=== EXERCISE REQUIREMENTS ===
Write out the records word for word, with no pictures.

Recorded data:

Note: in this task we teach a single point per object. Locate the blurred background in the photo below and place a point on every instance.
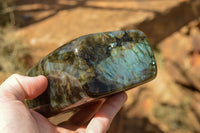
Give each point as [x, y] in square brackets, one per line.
[30, 29]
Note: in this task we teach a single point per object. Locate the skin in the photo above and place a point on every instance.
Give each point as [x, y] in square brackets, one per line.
[16, 117]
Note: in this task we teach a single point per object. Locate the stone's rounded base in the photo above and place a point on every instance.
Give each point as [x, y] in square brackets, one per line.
[91, 67]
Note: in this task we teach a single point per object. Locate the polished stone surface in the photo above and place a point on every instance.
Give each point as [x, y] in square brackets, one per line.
[93, 66]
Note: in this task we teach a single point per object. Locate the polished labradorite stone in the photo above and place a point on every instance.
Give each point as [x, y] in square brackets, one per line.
[93, 66]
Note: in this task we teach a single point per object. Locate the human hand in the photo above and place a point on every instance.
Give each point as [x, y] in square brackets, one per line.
[16, 117]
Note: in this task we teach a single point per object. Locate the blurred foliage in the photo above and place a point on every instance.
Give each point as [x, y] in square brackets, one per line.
[7, 12]
[14, 54]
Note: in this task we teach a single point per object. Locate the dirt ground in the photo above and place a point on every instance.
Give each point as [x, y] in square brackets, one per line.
[170, 103]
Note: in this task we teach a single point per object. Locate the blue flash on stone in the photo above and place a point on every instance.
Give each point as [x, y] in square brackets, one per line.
[91, 67]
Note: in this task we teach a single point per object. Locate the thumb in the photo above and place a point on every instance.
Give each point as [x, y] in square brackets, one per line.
[18, 87]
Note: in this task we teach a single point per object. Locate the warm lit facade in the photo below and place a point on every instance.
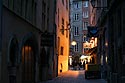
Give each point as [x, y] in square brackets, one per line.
[109, 17]
[27, 32]
[62, 24]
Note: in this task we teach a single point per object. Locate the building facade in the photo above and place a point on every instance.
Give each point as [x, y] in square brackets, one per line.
[109, 18]
[62, 24]
[27, 41]
[79, 20]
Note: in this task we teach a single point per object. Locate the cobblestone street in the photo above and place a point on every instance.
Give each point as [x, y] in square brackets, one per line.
[74, 77]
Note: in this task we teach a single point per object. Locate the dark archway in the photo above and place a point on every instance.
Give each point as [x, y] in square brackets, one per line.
[13, 54]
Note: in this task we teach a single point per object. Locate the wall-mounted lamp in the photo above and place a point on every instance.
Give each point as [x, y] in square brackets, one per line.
[68, 28]
[94, 2]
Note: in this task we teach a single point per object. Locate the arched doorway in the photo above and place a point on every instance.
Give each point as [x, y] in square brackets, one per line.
[28, 61]
[13, 54]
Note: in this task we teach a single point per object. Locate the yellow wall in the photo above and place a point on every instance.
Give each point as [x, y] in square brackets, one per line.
[62, 12]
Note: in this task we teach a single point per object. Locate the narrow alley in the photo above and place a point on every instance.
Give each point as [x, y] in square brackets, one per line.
[74, 77]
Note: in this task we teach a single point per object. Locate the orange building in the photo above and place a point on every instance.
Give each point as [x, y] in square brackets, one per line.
[62, 23]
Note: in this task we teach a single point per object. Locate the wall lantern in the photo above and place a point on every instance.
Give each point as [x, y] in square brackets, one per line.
[68, 28]
[94, 2]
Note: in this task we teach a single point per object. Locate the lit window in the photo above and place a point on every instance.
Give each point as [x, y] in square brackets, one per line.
[76, 31]
[85, 4]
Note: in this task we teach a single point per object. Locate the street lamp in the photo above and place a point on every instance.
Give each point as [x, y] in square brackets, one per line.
[94, 2]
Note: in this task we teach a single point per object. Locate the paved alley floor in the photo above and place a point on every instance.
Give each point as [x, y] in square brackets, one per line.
[74, 77]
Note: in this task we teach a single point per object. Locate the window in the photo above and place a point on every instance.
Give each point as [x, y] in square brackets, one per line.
[85, 4]
[85, 24]
[61, 50]
[67, 29]
[76, 16]
[76, 31]
[62, 31]
[76, 5]
[76, 47]
[85, 14]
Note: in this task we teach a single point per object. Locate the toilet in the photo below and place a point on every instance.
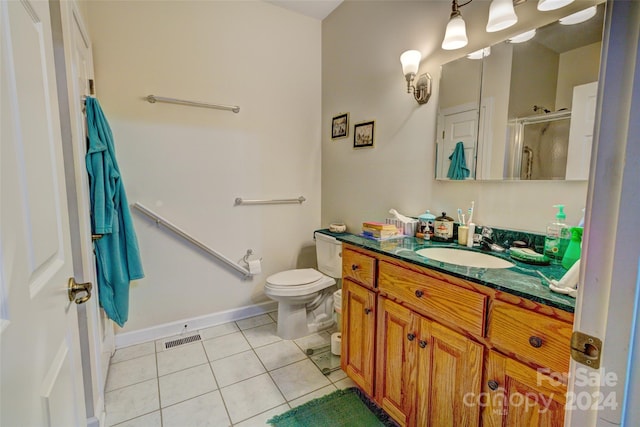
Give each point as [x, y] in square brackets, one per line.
[305, 296]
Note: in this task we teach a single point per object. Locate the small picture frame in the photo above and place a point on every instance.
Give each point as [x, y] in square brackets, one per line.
[363, 135]
[340, 126]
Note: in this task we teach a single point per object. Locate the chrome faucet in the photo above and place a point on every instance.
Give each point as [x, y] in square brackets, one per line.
[486, 241]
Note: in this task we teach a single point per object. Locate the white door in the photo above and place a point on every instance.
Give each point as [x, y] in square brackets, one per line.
[458, 124]
[40, 367]
[98, 336]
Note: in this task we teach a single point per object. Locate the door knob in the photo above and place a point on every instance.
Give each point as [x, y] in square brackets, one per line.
[73, 289]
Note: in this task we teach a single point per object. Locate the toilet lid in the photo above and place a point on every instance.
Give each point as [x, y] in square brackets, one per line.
[295, 277]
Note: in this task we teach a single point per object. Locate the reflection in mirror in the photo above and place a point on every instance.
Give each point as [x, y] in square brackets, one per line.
[458, 112]
[536, 111]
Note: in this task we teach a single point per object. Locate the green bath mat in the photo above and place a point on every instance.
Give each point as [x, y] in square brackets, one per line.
[342, 408]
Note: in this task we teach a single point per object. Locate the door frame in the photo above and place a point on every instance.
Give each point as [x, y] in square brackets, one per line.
[96, 332]
[608, 301]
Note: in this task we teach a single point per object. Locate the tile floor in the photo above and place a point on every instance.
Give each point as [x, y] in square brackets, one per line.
[240, 374]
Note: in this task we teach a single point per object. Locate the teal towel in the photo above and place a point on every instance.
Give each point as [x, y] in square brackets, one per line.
[458, 167]
[117, 254]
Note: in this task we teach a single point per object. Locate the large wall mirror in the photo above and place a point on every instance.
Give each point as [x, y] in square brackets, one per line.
[522, 110]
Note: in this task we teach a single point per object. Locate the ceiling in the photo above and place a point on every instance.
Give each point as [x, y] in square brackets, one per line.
[318, 9]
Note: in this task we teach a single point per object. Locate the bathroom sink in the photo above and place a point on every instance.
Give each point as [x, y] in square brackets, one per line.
[464, 257]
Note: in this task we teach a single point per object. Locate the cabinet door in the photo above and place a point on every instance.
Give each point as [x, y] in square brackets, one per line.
[358, 334]
[396, 372]
[449, 373]
[517, 395]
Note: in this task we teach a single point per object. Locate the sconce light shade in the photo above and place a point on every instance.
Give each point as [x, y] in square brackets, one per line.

=== SOLUTION TO THE EXERCISE ===
Note: in this task we teach a single point per object. Locate the blurred background in the photo below and place a point on every instance.
Give each point as [x, y] in square brackets, one per line.
[30, 29]
Note: in this task we teach a single point per object. Locate the skin in the photo above and place a point on every instance.
Give each point as [x, y] in square brackets, one per line.
[16, 117]
Note: in this task we teach a single point per object. Locate the stone's rounded base in the photo above and place a point on every instance.
Give each point as [x, y] in square brackets, one per line.
[91, 67]
Note: in this task we teach a single point per object. Locate the polished stone surface in the photo above and place a point on every instance.
Give each point as [x, y] in square brackets, one per line.
[93, 66]
Note: in this task we teach a single point per object. Locate the polished labradorite stone in the photo above and place a point on every instance.
Give each point as [x, y] in square brackets, one per line.
[93, 66]
Note: in this task we teach a single point per object. Locate the human hand in the photo above and place a point on every instance.
Give each point as [x, y] in square brackets, one per line.
[16, 117]
Note: in this task we teach a single point per object. Locate the blurred foliage in the photo above and place a point on every instance.
Give each point as [x, y] in square brackets, one per line.
[7, 12]
[14, 54]
Note: in this task we teach a single point per object. Locate the dirt ground in the photo above and place a point on every instance.
Give each point as [x, y] in square brackets, one per line.
[170, 103]
Note: in this task we teach a single point per object. Locate the blue flash on stone in the photo above and place a point on every instance.
Give each point as [x, y] in square brackets, one per line.
[91, 67]
Note: in this task we teach a single point per object. Locate the thumb in the photo above and place a point on every instance.
Give each point as [x, y] in square brackets, one per line.
[18, 87]
Note: in this task we teach a single point per object. Locate the warm lit facade in the photo below and place a point on every instance.
Give each point as [x, y] in square brackets, one per line.
[109, 17]
[27, 32]
[62, 24]
Note: in this task we teach a single point per object. Locate the building facade in the photo above and place a point on every instance.
Give each point as [x, y] in square brackets, one per line.
[109, 18]
[62, 24]
[27, 41]
[79, 20]
Note: in this task we teach a single point per object. Locate the cobblestone street in the photo above and place a point on every instance.
Give each point as [x, y] in square brackets, one per line.
[74, 77]
Note: in this task we teach a single point per object. Locate the dark archway in the photo above and place a point on every instance.
Give each point as [x, y] in square brackets, one per line.
[13, 54]
Note: in this task we teach a single point per object. Locate the wall-mounted lamp in the photo above and place a point on every instance.
Give each point as [x, y] in square brackets, one per line.
[68, 28]
[94, 2]
Note: in this task we teach a single point per object. Locate the arched doorway in the photo above and place a point on every instance.
Give each point as [x, y] in square brackets, one per line.
[28, 61]
[13, 54]
Note: in this task we teach a single point per object. Locate the yellow wall in the photo above and place a point on every instance.
Give each point as [x, y] in square brackets, one per line.
[62, 12]
Note: in this task we teach a single point per object. Locate the narrow alley in the photo above and place a point on every instance.
Give each point as [x, y] in square brackets, one per line.
[74, 77]
Note: in this task we teach a single point per object. Locate the orange building in the photo above and place a point on every instance.
Give each point as [x, y] in square brackets, one per line.
[62, 23]
Note: in this task we teach a single point per object. Locate the wall lantern in the photo above and place a point on every instance.
Give each point as [x, y] in square brackets, one per line.
[68, 28]
[94, 2]
Note: in this task we teach a single point per object. Locate the lit window in the photo above and place a point on every instance.
Give each point as [x, y] in square brackets, one per line.
[76, 31]
[85, 4]
Note: in this task we teach a single point per object. Locate the street lamp in the photo above and place a point on every instance.
Give each point as [x, y] in square brackets, one per line.
[94, 2]
Note: in this task we teach a single point per object. Locate the paved alley floor in the photo above and place a point on every instance.
Give each point as [x, y] in square brackets, one per line.
[74, 77]
Note: in this task we teach a single point per object. Locate the window in the photo above and place a point on every instance.
Give each point as [x, y] in square brackets, one per line.
[85, 4]
[85, 24]
[61, 50]
[67, 29]
[76, 16]
[76, 31]
[62, 31]
[76, 5]
[76, 47]
[85, 14]
Note: in this task we teach a single point per object. Locate the toilet in the photo below and place a point on every instance.
Give each point as [x, y] in square brackets, one per line.
[305, 296]
Note: in this task we teach a single point per object. Locate the small picture frame in the photo above and place a point on every instance.
Give each point as [x, y] in square brackets, one per line.
[363, 135]
[340, 126]
Note: in this task we teach a single point per object. Locate the chrome faucet in the photo above and place a point on every instance.
Give each point as [x, y] in square brackets, one per line.
[486, 241]
Note: in this task we teach a single point per object. Locate the white door in the photo above and place a point on every instance.
Give each point as [x, y] in square brackets, one per line.
[458, 124]
[40, 367]
[98, 336]
Note: in this task we teach a single point per object. Locate the door knob in the photo above and place a point on every instance.
Give each point as [x, y] in square brackets, one per line.
[73, 289]
Note: in this task we teach a single point per object. Locate the toilet lid in the photo above and place a point on every instance.
Give each point as [x, y] in square brackets, one per line.
[295, 277]
Note: in this task we teach a single point per object. Locate the reflection in mirror in the photo above and place a point on every instance.
Give each point as [x, y] in square brackets, one per line.
[458, 112]
[536, 111]
Note: in this task we teach a single point per object. Locate the green bath mat in the photo above and place a point on every instance.
Give each point as [x, y] in square brackets, one per line.
[342, 408]
Note: in this task we teach a single point per object. Locate the door frame in the photo above and place a point on every instance.
Give each point as [x, y] in square brackets, one per line.
[96, 332]
[608, 301]
Note: in this task we teach a single point per object. Locate the tile floor in the photo above and place a point on every instance.
Give each point as [x, y] in square brackets, one per line.
[240, 374]
Note: in this task we teach a single point per object. Locate the teal towel in the photo above and place a point on every instance.
Give each point as [x, y] in square brackets, one per line.
[458, 167]
[117, 254]
Note: in this task we teach a single point per object. Locate the large wall mirror in the photo above and place a point on every instance.
Give each point as [x, y] in square brackets, one per line.
[522, 110]
Note: in this task we teach a single point per object. Locate the ceiling in the photo above and place a point on every instance.
Give each point as [x, y] in square brackets, one per line.
[318, 9]
Note: in this task we teach a single point per object. Locate the bathroom sink in the photo above and place a point on every instance.
Give each point as [x, y] in square brackets, one per line.
[464, 257]
Note: in this task we teach a single point per object. Locate the cabinet door in the photo above and place a point on every instance.
Give each point as [x, y] in square brackets, one per line.
[358, 334]
[396, 372]
[449, 373]
[517, 395]
Note: in this task we teach a single point per object. Locate the sconce light shade in the photo above and place a point on every instance.
Give each point as [x, y] in square brackets, one per line.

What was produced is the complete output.